INPUT -
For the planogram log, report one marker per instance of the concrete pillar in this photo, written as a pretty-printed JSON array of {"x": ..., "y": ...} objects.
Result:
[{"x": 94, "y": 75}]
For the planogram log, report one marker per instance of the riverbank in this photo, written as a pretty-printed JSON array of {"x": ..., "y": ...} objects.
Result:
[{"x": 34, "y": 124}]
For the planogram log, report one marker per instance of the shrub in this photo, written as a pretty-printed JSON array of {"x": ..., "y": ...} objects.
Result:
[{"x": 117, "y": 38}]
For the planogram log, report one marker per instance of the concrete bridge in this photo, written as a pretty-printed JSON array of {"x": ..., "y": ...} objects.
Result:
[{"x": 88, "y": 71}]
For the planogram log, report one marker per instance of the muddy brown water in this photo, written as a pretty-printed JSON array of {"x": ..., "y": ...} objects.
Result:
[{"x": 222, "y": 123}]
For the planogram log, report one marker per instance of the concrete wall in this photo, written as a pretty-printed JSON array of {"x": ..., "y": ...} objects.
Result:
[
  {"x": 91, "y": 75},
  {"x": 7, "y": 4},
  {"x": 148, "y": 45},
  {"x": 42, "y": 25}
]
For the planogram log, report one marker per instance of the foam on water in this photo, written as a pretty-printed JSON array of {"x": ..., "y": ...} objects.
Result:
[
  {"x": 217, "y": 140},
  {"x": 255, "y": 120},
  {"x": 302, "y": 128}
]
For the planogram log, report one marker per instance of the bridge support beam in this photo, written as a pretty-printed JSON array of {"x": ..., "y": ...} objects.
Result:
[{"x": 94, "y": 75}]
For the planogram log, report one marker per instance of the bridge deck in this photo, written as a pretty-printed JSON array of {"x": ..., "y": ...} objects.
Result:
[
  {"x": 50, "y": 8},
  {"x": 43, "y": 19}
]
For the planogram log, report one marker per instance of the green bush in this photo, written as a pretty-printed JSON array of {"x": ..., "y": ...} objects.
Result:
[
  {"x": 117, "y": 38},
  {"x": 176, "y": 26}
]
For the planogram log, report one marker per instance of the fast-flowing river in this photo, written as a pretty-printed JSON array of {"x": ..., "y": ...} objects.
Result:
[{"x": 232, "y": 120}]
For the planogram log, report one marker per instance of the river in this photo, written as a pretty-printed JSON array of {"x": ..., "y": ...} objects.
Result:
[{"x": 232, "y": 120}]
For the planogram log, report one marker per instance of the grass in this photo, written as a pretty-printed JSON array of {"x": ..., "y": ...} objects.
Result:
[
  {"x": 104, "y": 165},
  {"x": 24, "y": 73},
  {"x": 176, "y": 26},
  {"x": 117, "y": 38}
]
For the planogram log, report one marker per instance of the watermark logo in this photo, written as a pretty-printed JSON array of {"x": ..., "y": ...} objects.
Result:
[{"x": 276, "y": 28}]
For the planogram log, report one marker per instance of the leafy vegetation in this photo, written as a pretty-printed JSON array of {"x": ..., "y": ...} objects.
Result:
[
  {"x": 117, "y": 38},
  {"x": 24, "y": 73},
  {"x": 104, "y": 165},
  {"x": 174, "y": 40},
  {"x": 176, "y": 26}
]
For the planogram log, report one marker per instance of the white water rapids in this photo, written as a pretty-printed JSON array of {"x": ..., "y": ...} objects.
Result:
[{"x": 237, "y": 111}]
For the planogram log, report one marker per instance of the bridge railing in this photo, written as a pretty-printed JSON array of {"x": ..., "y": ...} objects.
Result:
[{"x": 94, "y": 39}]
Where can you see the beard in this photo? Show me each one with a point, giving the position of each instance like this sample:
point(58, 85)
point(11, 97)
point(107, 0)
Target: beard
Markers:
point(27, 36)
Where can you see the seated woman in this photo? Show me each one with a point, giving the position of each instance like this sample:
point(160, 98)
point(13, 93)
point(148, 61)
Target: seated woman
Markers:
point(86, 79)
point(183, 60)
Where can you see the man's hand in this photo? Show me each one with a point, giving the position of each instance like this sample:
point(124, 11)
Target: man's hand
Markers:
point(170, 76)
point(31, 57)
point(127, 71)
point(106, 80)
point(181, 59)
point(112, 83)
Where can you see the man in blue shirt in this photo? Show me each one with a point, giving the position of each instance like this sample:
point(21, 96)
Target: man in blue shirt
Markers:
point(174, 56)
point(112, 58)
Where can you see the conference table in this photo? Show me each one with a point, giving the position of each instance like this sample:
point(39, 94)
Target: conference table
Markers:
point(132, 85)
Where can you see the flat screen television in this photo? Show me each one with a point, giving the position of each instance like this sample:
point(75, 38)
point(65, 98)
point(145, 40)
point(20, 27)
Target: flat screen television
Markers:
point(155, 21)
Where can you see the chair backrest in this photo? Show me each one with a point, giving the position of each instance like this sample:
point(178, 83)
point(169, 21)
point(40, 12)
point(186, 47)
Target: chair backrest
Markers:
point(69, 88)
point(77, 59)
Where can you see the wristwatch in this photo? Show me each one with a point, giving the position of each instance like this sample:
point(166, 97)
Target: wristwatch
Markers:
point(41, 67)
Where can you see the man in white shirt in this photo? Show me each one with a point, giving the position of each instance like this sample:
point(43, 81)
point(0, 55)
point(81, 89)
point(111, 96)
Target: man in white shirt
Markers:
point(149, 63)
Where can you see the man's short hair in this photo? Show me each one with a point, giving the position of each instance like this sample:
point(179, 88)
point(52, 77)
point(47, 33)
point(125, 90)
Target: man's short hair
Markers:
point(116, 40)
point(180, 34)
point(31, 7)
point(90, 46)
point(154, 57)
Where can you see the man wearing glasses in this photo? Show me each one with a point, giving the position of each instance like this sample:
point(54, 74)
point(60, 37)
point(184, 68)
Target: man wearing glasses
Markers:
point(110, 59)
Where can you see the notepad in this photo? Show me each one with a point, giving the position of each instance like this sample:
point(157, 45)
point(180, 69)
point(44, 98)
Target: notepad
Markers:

YOUR OBJECTIVE - Of the entries listed above, reproduce only the lines starting at the line containing "Where can you see the man in white" and ending at the line containing "Target: man's short hair". Include both, exactly as they stand.

ANSWER BOX -
Where can you see the man in white shirt in this photo? Show me each one with a point, giving the position of each instance like this sample:
point(43, 81)
point(0, 55)
point(81, 89)
point(111, 96)
Target: man in white shirt
Markers:
point(149, 63)
Where can you see the man's short hair in this photo? Show me each one with a point, giving the position of each instance like this sample:
point(179, 88)
point(52, 77)
point(47, 33)
point(125, 90)
Target: man's short hair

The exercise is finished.